── SOURCE MATERIAL ──

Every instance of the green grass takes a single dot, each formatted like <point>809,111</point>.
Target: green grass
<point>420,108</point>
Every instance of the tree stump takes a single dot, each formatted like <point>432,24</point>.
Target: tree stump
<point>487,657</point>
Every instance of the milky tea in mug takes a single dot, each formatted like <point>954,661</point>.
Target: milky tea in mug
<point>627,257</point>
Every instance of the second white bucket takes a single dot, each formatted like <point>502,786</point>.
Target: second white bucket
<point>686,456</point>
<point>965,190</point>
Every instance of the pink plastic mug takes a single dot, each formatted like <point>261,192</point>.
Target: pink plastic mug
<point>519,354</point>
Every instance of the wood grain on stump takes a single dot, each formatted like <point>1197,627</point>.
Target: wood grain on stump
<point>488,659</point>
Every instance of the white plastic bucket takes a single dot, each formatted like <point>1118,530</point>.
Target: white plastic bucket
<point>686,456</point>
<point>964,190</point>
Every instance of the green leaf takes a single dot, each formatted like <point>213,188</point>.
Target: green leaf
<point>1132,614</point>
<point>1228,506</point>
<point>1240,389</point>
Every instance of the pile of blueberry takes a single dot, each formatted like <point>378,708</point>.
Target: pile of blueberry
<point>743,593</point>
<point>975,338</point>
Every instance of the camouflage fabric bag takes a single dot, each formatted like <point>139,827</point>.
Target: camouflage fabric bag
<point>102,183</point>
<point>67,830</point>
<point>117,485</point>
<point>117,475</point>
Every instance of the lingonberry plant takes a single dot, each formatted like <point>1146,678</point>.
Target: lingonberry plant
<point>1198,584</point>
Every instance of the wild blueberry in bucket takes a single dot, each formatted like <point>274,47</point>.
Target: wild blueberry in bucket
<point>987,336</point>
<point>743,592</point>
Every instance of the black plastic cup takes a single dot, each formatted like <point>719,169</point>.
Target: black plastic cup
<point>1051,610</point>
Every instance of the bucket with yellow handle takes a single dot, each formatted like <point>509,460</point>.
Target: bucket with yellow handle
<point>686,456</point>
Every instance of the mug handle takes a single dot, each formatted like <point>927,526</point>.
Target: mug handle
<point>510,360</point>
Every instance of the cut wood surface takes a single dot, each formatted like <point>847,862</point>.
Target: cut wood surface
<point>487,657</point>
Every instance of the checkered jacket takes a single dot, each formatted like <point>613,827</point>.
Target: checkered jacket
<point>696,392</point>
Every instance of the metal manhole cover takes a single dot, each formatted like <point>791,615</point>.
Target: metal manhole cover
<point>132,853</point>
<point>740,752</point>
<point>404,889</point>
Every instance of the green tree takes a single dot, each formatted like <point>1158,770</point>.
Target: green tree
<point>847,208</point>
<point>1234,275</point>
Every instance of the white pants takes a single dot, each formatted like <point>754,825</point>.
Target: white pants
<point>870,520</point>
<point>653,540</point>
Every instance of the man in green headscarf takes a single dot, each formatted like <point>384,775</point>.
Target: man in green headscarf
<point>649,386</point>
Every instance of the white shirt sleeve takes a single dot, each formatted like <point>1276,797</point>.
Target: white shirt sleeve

───

Return the lines of the records that include the string "shirt".

Every instance of the white shirt sleeve takes a single dot, each formatted like <point>1276,797</point>.
Target: white shirt sleeve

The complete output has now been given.